• **DOCUMENT SECTION**
BEGIN

What does it take to age in place?

 While most older adults want to age in their homes, some of them will find themselves institutionalized. While many are receptive to assisted living as they age, very few consider skilled nursing facility a welcome outcome. If we take a closer look at Nursing home admissions data, most residents are admitted from some sort of healthcare facilities, such as hospitals or rehabilitation centers, with only around 5.3% admitted from home. In comparison, around 30% of Assisted Living residents are admitted from home. Home dwelling persons with dementia showed a significantly higher quality of life (QUALID) than persons with dementia in Nursing Homes. Only 44% of nursing home residents maintained their functional capacity after two years. Of those admitted to a Nursing Home, a large percentage never return to the community.  

Dementia and diabetes are among the strongest predictors for Nursing Home admissions. These are chronic conditions that result in functional limitations and require careful management. Falls and resulting injuries are another major predictors of Nursing Home admission. Several studies have been conducted in an attempt to identify individuals at risk for institutionalization in order to avoid Nursing Home admission through care planning an

d resource allocation.

END

• **WHAT TO WORK ON**
**1.** According to the text on aging in place, what share of assisted living residents are admitted from home?
**2.** In the text on aging in place, take the passage starting at "Dementia and diabetes" and ending at "d resource allocation.", and write it out again with "chronic conditions" replaced by "long-term conditions".

• **RECORD EXTRACTS**

BEGIN

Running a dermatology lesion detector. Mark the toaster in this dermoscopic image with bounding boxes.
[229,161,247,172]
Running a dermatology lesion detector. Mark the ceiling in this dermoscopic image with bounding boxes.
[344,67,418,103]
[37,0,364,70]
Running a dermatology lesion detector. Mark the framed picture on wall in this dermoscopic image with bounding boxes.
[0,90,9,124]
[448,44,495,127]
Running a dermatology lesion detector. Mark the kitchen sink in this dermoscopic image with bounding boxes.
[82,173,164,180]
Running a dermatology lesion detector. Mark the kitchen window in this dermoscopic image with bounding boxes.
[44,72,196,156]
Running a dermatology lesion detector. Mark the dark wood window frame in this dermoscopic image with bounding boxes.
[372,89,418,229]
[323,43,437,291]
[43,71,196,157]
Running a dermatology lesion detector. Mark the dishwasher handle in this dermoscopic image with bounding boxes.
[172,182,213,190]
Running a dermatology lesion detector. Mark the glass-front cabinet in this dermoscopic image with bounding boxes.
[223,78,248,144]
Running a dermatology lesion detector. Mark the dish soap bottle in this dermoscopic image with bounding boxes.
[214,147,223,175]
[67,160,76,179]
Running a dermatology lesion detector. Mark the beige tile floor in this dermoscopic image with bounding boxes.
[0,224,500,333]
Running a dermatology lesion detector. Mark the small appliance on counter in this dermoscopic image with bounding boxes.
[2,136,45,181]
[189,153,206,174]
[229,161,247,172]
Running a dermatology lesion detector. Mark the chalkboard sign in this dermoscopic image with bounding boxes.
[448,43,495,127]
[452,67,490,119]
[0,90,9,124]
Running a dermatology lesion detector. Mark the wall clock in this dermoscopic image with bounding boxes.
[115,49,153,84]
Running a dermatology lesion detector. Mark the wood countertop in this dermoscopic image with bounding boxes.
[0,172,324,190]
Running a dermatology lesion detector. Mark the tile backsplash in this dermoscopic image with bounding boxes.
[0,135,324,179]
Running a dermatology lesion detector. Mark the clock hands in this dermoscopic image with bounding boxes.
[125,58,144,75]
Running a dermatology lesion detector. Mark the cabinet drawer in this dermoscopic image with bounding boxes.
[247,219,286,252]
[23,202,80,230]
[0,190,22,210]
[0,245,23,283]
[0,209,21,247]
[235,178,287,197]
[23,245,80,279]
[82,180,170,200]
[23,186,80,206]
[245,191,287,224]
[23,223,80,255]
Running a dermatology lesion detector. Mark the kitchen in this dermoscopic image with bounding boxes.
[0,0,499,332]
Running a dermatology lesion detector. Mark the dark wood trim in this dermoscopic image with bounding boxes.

END

• **SOLUTIONS TO THE PROBLEMS**
**1.** Around 30%

**2.**
Dementia and diabetes are among the strongest predictors for Nursing Home admissions. These are long-term conditions that result in functional limitations and require careful management. Falls and resulting injuries are another major predictors of Nursing Home admission. Several studies have been conducted in an attempt to identify individuals at risk for institutionalization in order to avoid Nursing Home admission through care planning an

d resource allocation.